Written problem:
Copy every line of the entries from the line containing "Tag the slender" through the last line, both ends included, and offset each answer coordinate by adding 77 to both of its numbers. Leave the pictures out of your copy.

Record list:
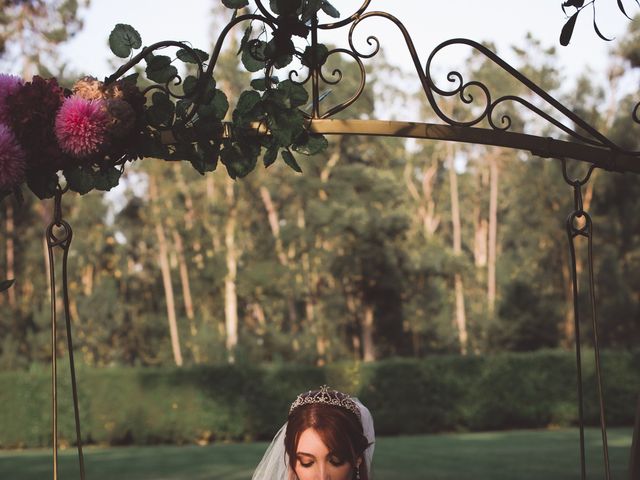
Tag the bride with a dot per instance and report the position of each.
(328, 435)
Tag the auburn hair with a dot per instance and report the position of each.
(339, 429)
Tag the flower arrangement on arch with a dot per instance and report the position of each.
(45, 128)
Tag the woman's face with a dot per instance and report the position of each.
(314, 461)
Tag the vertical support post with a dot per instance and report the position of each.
(315, 73)
(59, 234)
(634, 464)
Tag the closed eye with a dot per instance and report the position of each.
(305, 462)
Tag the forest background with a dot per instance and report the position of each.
(382, 248)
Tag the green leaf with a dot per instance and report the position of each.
(253, 55)
(123, 39)
(235, 3)
(245, 39)
(216, 108)
(43, 184)
(248, 99)
(105, 180)
(567, 30)
(6, 285)
(288, 158)
(295, 92)
(260, 84)
(206, 157)
(288, 7)
(270, 156)
(192, 56)
(131, 79)
(189, 85)
(313, 143)
(330, 9)
(310, 9)
(79, 180)
(159, 69)
(161, 111)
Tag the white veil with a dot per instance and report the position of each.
(275, 462)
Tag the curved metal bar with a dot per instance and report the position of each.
(424, 80)
(522, 79)
(542, 146)
(538, 112)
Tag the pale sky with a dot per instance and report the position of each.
(503, 22)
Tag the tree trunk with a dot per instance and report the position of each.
(426, 209)
(10, 252)
(274, 223)
(230, 294)
(460, 317)
(314, 323)
(368, 347)
(493, 235)
(163, 260)
(186, 294)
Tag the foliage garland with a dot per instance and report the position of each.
(89, 132)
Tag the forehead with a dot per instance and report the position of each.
(310, 442)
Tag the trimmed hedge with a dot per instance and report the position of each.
(220, 403)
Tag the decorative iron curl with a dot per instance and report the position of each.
(594, 138)
(338, 74)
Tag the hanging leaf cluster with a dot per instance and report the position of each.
(579, 5)
(267, 122)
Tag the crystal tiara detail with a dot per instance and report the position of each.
(327, 396)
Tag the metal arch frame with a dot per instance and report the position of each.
(581, 141)
(584, 142)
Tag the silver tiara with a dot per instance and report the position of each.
(327, 396)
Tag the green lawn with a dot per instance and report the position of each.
(520, 455)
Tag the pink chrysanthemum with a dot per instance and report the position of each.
(9, 84)
(12, 159)
(80, 126)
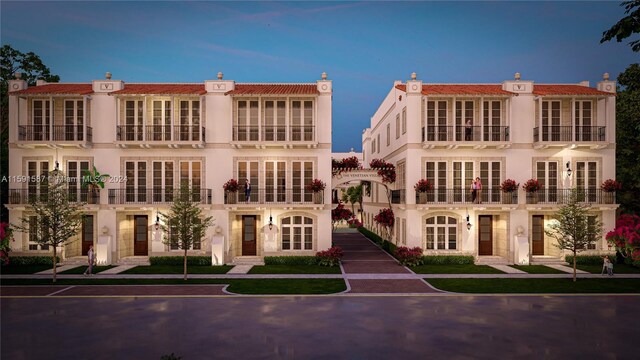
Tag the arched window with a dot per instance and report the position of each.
(442, 233)
(297, 233)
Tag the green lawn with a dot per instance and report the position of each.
(82, 269)
(455, 269)
(23, 269)
(295, 269)
(172, 269)
(617, 269)
(537, 269)
(560, 286)
(239, 286)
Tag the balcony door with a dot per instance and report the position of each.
(275, 181)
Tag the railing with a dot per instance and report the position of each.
(464, 196)
(273, 133)
(275, 195)
(569, 133)
(53, 133)
(465, 133)
(398, 196)
(562, 196)
(25, 196)
(155, 196)
(160, 133)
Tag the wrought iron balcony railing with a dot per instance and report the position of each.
(54, 133)
(136, 195)
(569, 133)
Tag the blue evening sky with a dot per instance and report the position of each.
(363, 46)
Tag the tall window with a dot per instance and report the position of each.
(41, 120)
(437, 121)
(297, 233)
(134, 120)
(73, 120)
(442, 233)
(189, 120)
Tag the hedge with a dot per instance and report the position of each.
(179, 260)
(32, 260)
(448, 260)
(290, 260)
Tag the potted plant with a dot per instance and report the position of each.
(422, 187)
(317, 187)
(531, 187)
(231, 188)
(609, 187)
(509, 187)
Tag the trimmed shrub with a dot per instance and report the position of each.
(407, 256)
(179, 260)
(290, 260)
(448, 260)
(32, 260)
(329, 257)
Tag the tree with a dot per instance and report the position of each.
(185, 223)
(627, 26)
(572, 228)
(628, 139)
(32, 69)
(57, 219)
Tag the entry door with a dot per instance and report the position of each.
(537, 235)
(485, 235)
(248, 235)
(87, 233)
(140, 235)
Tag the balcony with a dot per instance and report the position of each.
(173, 136)
(275, 196)
(477, 137)
(145, 196)
(63, 135)
(562, 196)
(570, 136)
(23, 196)
(274, 135)
(464, 197)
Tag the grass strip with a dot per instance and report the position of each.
(172, 269)
(537, 269)
(455, 269)
(81, 269)
(294, 269)
(239, 286)
(536, 286)
(617, 269)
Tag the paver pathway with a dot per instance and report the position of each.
(361, 256)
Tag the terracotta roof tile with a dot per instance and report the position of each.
(280, 89)
(162, 89)
(56, 89)
(555, 89)
(460, 89)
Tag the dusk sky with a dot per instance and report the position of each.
(362, 46)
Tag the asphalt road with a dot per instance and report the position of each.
(430, 327)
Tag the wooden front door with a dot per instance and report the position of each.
(248, 235)
(140, 235)
(537, 235)
(485, 235)
(87, 233)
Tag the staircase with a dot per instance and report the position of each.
(491, 260)
(547, 260)
(248, 260)
(134, 260)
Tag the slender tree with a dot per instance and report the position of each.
(572, 228)
(58, 220)
(185, 223)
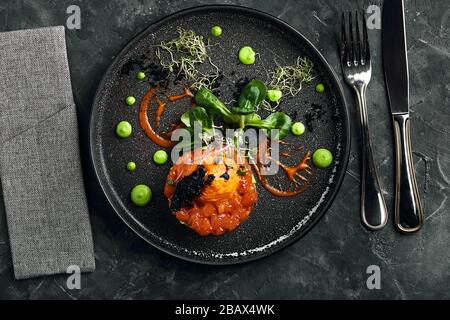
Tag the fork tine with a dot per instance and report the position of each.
(352, 43)
(358, 56)
(366, 40)
(344, 46)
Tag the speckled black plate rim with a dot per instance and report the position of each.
(102, 179)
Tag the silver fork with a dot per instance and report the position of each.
(357, 70)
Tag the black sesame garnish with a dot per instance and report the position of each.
(241, 171)
(189, 187)
(210, 179)
(225, 176)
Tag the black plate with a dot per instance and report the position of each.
(275, 222)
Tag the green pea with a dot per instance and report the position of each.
(322, 158)
(320, 88)
(216, 31)
(274, 95)
(141, 195)
(130, 100)
(124, 129)
(131, 166)
(298, 128)
(140, 75)
(160, 157)
(247, 55)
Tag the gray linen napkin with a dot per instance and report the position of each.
(40, 168)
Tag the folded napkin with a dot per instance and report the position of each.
(40, 168)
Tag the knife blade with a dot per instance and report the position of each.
(395, 58)
(408, 208)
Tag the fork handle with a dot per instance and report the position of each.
(408, 208)
(373, 207)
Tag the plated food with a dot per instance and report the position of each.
(205, 130)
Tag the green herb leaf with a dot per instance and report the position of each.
(251, 96)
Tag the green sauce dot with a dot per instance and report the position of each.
(130, 100)
(298, 128)
(140, 75)
(320, 88)
(160, 157)
(131, 166)
(322, 158)
(216, 31)
(141, 195)
(247, 55)
(124, 129)
(274, 95)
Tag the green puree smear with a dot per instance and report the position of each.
(141, 195)
(124, 129)
(247, 55)
(322, 158)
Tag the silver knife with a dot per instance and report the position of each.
(408, 208)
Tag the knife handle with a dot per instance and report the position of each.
(408, 208)
(373, 207)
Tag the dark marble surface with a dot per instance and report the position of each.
(331, 261)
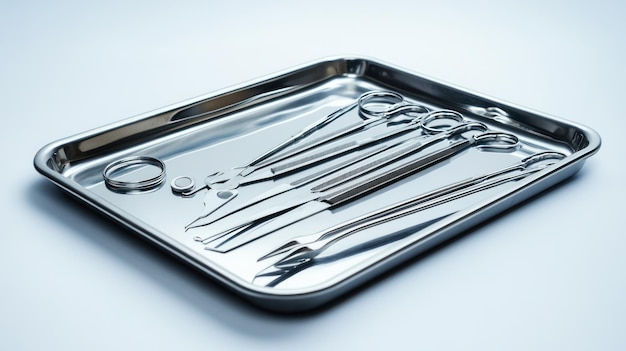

Answer to this exercise:
Tag the slender tree with a dot per instance and report the position of each.
(649, 305)
(135, 297)
(262, 300)
Tag the fork tine with a dot per instance and report the position of each.
(429, 120)
(435, 133)
(443, 117)
(421, 123)
Tag the speckled black plate rim with a dot per instance and report the position of each.
(179, 256)
Tag the silver fork with a dot per instance and report the position of each.
(434, 147)
Tag the black sesame garnish with a dot per instance and report the position of each.
(318, 248)
(266, 264)
(287, 256)
(302, 253)
Tag the black plate with a dot per instance and report the position of each.
(352, 299)
Tag the green pea with a dot per instance and report the position of each.
(399, 235)
(397, 165)
(293, 108)
(351, 172)
(218, 272)
(207, 177)
(201, 206)
(208, 243)
(375, 205)
(217, 152)
(237, 234)
(324, 132)
Tag the gray linen napkin with a dot per instance and report the position of each.
(117, 245)
Tag the folded napkin with a dot per instance and report the position of each.
(117, 245)
Tag the knife blade with a dot per instance and report the position of each.
(472, 135)
(485, 285)
Tag the fork handle with a dot per instance and report the position of each.
(485, 285)
(450, 284)
Tag the plated food with a dot per instance and report the position of each.
(282, 207)
Tag the green herb leaf with a dot per instance and report the position of each.
(328, 173)
Tag the green sauce dot with a dot per instance and report the position of each.
(207, 177)
(375, 205)
(217, 152)
(397, 165)
(237, 234)
(208, 243)
(399, 235)
(293, 108)
(218, 272)
(324, 132)
(201, 206)
(351, 172)
Tag the green puree smear with a dot per instance and report the position of each.
(218, 272)
(201, 206)
(324, 132)
(399, 235)
Tag the silver knife with a dot per instance and report the position of each.
(485, 285)
Tag the knife handle with a dot per instance and report the position of each.
(485, 285)
(450, 284)
Tag the dark marble surface with a dot per instance and report the position of each.
(408, 338)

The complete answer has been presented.